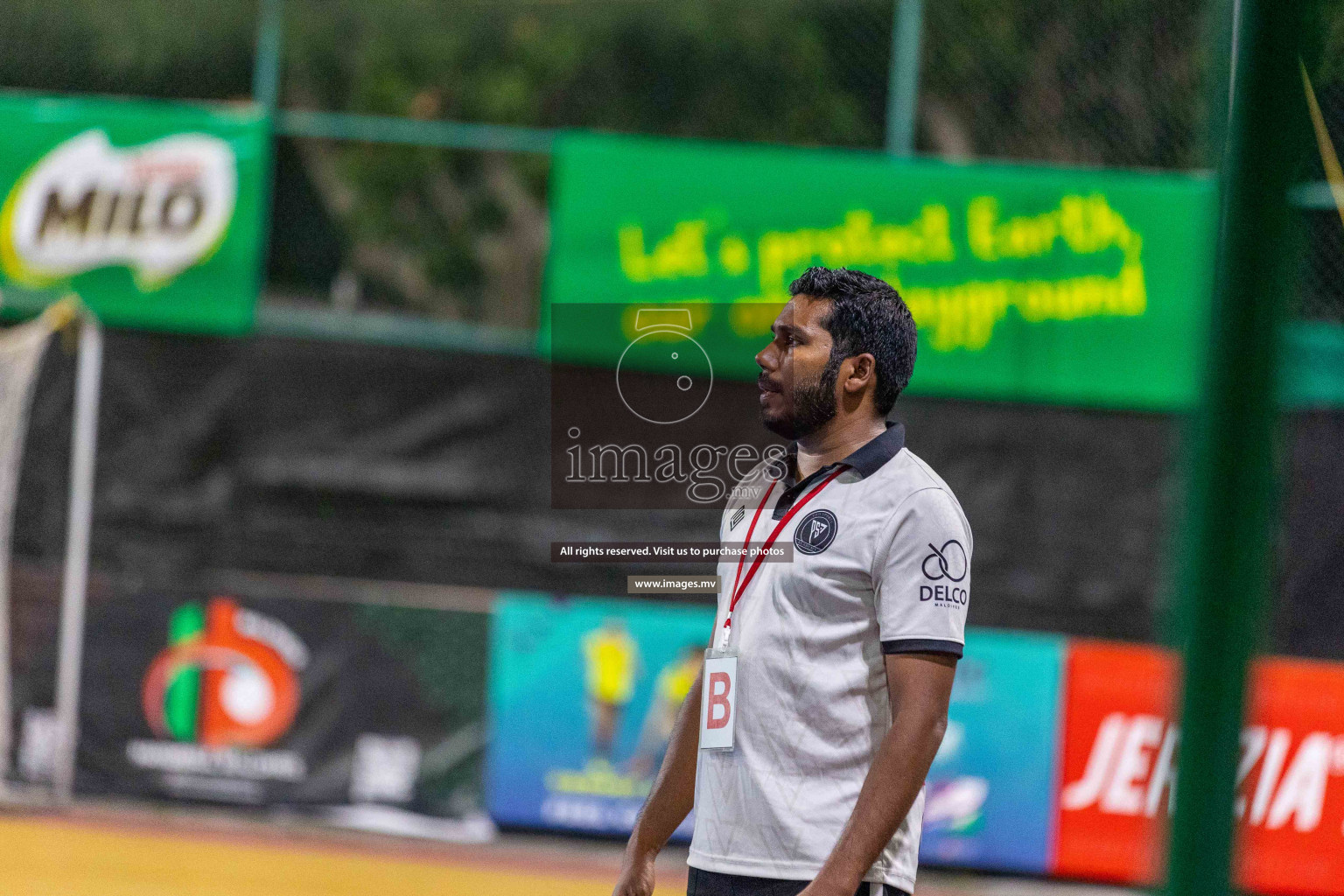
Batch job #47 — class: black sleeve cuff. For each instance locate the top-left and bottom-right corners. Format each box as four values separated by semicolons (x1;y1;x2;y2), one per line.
★ ★ ★ ★ ★
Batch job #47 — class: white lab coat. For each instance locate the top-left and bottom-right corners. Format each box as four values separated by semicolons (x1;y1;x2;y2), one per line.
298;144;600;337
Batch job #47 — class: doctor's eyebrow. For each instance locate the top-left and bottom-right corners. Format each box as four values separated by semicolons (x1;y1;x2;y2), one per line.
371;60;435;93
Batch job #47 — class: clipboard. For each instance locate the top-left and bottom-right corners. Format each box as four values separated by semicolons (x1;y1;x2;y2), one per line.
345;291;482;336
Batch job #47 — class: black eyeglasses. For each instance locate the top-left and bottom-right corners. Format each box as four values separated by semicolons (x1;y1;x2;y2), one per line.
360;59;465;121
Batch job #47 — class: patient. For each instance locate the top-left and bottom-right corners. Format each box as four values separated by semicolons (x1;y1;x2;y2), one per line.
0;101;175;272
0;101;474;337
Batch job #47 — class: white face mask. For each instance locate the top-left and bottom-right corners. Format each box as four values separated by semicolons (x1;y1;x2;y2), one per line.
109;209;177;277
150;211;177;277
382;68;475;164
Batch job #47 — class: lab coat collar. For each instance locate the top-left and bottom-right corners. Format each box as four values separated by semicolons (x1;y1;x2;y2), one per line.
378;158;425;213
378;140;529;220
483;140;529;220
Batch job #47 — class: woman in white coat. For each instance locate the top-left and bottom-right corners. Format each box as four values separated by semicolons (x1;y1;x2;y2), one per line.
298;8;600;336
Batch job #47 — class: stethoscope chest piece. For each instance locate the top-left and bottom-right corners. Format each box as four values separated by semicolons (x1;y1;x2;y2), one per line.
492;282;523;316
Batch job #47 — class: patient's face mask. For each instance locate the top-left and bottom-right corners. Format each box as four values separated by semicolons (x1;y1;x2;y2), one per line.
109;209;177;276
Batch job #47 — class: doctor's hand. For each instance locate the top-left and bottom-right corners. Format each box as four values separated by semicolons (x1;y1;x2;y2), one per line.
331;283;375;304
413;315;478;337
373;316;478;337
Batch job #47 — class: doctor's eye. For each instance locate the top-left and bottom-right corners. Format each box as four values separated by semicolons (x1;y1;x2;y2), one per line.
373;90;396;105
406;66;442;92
★ ★ ★ ★ ★
> **STATED PROBLEM**
List the lines above, from the line containing "Batch job #47 — class: doctor's hand." up to and including the line containing "406;66;442;92", as a numbered list with blank lines left out.

> **OUTPUT FOR THIS EXERCISE**
1. Batch job #47 — class: doctor's hand. For each instance locate the top-left and bottom-right corners. Format each box as four values separated by semicolons (x1;y1;x2;y2), one per line.
2. 331;283;375;304
3. 413;315;478;337
4. 373;316;478;337
5. Batch job #47 — class: doctor's eye. For each instance locate the top-left and bottom-right corners. Format each box as four values separated by semicolons (x1;y1;x2;y2), one per line.
6. 373;90;396;105
7. 406;66;442;92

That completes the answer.